PROBLEM TO SOLVE. Print the data below exactly, but only the lines from the one containing "box: [578, 139, 600, 154]" down to the one containing "positive clicks: (267, 254) (301, 255)", inclusive.

PROVIDED DATA.
_ _ _

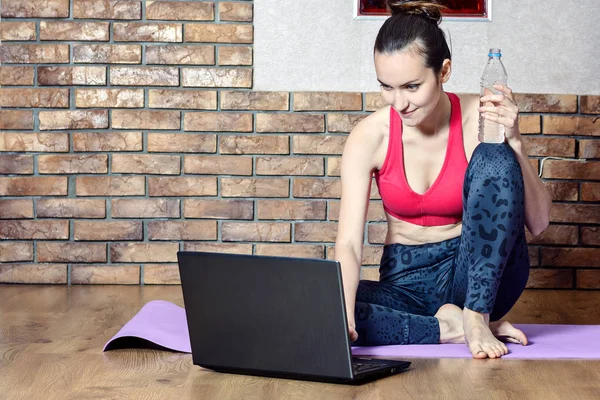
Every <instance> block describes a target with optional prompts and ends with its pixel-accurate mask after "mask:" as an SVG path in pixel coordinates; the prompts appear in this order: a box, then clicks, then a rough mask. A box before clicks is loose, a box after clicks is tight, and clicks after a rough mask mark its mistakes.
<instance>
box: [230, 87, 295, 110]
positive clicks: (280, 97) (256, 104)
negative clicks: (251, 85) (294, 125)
mask: <svg viewBox="0 0 600 400" xmlns="http://www.w3.org/2000/svg"><path fill="white" fill-rule="evenodd" d="M289 97H290V95H289V93H288V92H255V91H222V92H221V109H222V110H257V111H287V110H289V109H290V103H289Z"/></svg>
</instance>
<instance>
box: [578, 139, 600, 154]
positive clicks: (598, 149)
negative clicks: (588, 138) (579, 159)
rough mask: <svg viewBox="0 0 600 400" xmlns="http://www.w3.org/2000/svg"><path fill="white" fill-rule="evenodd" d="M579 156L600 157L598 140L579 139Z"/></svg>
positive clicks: (598, 140) (599, 145)
mask: <svg viewBox="0 0 600 400" xmlns="http://www.w3.org/2000/svg"><path fill="white" fill-rule="evenodd" d="M579 158H600V140H580V141H579Z"/></svg>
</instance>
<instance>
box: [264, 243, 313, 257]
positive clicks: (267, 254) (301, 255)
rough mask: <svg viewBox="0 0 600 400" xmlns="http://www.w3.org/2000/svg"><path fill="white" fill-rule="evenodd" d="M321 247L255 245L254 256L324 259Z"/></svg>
mask: <svg viewBox="0 0 600 400" xmlns="http://www.w3.org/2000/svg"><path fill="white" fill-rule="evenodd" d="M324 250H325V249H324V246H323V245H318V244H315V245H313V244H296V243H294V244H271V243H268V244H262V243H261V244H257V245H256V252H255V253H254V254H256V255H260V256H273V257H300V258H324V255H325V251H324Z"/></svg>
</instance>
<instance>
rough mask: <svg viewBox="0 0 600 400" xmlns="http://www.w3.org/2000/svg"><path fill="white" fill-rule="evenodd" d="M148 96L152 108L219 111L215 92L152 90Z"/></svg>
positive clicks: (148, 105) (148, 98) (200, 90)
mask: <svg viewBox="0 0 600 400" xmlns="http://www.w3.org/2000/svg"><path fill="white" fill-rule="evenodd" d="M148 95H149V96H148V101H149V103H148V106H149V107H150V108H181V109H188V110H216V109H217V92H215V91H207V90H170V89H150V90H149V91H148Z"/></svg>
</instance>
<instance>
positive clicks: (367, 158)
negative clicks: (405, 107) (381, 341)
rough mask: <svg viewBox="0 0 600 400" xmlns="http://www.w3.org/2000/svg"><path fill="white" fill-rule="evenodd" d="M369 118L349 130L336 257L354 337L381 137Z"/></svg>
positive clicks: (349, 329)
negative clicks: (369, 121)
mask: <svg viewBox="0 0 600 400" xmlns="http://www.w3.org/2000/svg"><path fill="white" fill-rule="evenodd" d="M369 126H372V124H369V123H367V121H366V119H365V120H363V121H361V122H360V123H359V124H358V125H357V126H356V127H355V128H354V129H353V130H352V132H351V133H350V136H349V137H348V140H347V141H346V144H345V146H344V152H343V154H342V164H341V179H342V197H341V204H340V214H339V222H338V231H337V237H336V241H335V259H336V260H337V261H339V262H340V264H341V267H342V281H343V284H344V297H345V302H346V313H347V318H348V328H349V333H350V338H351V340H356V339H357V338H358V334H357V333H356V330H355V327H356V324H355V321H354V306H355V300H356V290H357V288H358V282H359V280H360V267H361V264H362V262H361V261H362V249H363V235H364V229H365V222H366V215H367V210H368V205H369V195H370V191H371V179H372V178H371V177H372V174H373V170H374V169H375V165H374V160H375V153H376V150H377V144H378V140H377V139H376V137H374V136H376V134H375V132H373V129H372V128H369Z"/></svg>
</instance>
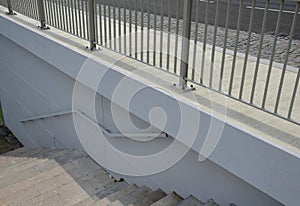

_ _ _

PROBLEM SOLUTION.
box: [578, 139, 600, 154]
positive clicks: (598, 149)
negative clicks: (588, 138) (579, 159)
rough mask: <svg viewBox="0 0 600 400" xmlns="http://www.w3.org/2000/svg"><path fill="white" fill-rule="evenodd" d="M579 156L600 157L598 140L579 139Z"/></svg>
positive clicks: (598, 140) (599, 145)
mask: <svg viewBox="0 0 600 400" xmlns="http://www.w3.org/2000/svg"><path fill="white" fill-rule="evenodd" d="M579 158H600V140H580V141H579Z"/></svg>
</instance>
<instance>
box: [264, 243, 313, 257]
positive clicks: (267, 254) (301, 255)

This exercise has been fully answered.